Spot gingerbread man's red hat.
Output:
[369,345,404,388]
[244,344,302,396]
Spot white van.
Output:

—————

The problem:
Convert the records into a JSON list of strings with one string per line, omitting blank lines.

Output of the exercise:
[
  "Spot gingerbread man's red hat.",
  "Output:",
  "[369,345,404,388]",
  "[244,344,302,396]",
  "Spot white van.",
  "Output:"
]